------ Information supplied

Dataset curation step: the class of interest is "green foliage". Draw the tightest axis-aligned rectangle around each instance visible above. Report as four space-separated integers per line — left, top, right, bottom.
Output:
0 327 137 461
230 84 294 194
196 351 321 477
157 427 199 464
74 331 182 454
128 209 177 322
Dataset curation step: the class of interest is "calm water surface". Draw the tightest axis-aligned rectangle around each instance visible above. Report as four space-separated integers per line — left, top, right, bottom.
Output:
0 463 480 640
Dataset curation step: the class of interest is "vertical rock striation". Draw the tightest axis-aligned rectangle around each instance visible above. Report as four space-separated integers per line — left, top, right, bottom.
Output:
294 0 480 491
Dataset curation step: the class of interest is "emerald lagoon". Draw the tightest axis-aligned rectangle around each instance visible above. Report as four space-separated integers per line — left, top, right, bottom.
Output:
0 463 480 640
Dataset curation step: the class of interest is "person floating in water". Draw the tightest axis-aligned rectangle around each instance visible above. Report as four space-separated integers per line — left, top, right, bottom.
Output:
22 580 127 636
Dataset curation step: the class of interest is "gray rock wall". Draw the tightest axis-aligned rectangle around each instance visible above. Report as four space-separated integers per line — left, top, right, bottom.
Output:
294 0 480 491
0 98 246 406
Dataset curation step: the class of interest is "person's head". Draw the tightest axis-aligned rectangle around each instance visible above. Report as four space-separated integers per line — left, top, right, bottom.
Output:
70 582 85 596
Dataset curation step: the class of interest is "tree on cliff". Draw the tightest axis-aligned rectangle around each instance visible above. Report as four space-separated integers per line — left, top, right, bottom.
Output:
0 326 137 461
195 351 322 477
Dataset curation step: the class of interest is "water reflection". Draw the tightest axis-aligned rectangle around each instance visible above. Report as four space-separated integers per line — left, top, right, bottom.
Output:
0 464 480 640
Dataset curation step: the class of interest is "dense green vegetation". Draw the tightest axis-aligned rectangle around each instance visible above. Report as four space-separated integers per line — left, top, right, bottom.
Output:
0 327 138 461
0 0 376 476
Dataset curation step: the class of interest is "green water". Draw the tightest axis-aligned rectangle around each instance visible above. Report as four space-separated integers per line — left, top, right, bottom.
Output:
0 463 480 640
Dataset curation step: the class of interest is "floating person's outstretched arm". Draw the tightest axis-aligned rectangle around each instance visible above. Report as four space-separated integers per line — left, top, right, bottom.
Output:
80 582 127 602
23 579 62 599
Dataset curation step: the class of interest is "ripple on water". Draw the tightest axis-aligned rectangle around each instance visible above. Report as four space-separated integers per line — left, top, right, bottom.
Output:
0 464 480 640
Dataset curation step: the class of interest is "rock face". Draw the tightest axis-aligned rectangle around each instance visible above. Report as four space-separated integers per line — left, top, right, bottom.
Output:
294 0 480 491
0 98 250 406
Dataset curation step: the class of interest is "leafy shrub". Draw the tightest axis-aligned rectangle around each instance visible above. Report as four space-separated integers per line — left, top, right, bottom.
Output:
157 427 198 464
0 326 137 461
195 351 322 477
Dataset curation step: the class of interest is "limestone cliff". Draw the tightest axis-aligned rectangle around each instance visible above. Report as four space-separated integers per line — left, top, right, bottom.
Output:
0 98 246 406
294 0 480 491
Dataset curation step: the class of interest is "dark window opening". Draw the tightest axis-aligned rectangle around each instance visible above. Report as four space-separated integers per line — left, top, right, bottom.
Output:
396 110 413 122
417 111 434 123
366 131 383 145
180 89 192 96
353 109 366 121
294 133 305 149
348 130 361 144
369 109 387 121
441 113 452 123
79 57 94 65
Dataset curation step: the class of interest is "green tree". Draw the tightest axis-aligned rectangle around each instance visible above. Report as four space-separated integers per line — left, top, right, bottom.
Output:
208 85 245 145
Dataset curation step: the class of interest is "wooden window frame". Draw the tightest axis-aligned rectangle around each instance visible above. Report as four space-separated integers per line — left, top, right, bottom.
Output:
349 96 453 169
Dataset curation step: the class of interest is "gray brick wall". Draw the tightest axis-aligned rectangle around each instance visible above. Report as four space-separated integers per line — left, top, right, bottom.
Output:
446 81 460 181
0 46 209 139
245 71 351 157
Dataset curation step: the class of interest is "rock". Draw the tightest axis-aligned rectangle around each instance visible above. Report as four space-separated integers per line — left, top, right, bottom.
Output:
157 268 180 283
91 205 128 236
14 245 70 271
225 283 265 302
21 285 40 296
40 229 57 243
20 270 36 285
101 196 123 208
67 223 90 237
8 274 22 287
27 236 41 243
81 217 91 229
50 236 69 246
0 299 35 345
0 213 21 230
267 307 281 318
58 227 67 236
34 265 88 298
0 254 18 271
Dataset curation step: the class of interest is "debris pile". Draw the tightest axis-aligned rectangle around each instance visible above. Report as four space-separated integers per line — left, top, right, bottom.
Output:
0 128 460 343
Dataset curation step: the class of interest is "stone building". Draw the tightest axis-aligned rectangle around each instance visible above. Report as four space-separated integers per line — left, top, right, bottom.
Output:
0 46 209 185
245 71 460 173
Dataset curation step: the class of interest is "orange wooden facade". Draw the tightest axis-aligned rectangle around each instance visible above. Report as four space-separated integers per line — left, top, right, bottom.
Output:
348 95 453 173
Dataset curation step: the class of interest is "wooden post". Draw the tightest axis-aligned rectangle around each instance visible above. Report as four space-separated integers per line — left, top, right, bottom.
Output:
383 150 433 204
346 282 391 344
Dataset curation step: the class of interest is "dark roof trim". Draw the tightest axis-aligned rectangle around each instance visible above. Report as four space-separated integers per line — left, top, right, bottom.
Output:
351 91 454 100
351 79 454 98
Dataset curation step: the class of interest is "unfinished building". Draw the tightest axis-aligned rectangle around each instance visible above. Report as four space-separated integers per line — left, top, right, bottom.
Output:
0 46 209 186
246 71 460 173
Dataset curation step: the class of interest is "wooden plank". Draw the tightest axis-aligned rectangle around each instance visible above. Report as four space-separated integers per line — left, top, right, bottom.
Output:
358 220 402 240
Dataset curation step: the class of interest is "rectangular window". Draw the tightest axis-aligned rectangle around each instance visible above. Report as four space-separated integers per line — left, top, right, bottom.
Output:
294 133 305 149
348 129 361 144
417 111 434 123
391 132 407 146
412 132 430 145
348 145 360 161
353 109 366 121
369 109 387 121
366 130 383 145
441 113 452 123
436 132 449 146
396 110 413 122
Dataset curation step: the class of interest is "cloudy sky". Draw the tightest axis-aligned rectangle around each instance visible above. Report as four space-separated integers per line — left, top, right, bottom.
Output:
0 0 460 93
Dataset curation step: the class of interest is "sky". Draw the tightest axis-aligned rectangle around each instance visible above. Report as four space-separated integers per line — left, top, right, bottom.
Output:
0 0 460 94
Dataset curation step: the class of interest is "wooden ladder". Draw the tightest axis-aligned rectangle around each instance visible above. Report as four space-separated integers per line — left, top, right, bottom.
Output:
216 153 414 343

------------

◆ Written instruction
Return verbatim every line of the data above, from its first line up to and including the line that contains "22 580 127 636".

◆ Exercise output
Dataset curation step: the class of interest is "green foliage". Draw the tightest axis-aligned rectangle around each instance visible above. Report as four space-separated integers per line — left, top, right, bottom.
Output:
0 327 137 461
230 84 294 194
196 351 321 477
157 427 199 464
74 331 182 454
128 209 177 322
Dataset curation step: the class of interest is "calm water surface". Draw the tightest axis-aligned rectangle around each instance visible above. Report as four space-separated integers per line — left, top, right, bottom.
Output:
0 463 480 640
Dataset curation step: the class of interest is "vertical rock striation". Draw the tightest axis-aligned rectangle around each instance visible above. Report as four space-separated integers per line — left, top, right, bottom.
Output:
294 0 480 491
Dataset curation step: the class of interest is "emerald lagoon". Draw the tightest axis-aligned rectangle around each instance visible above. Report as four space-separated integers per line — left, top, right, bottom.
Output:
0 463 480 640
Dataset curation step: the class of interest is "person floating in water". Draw the tightest axis-aligned rectangle around each instance visible above. Report as four space-separated integers per line — left, top, right, bottom.
Output:
22 580 127 636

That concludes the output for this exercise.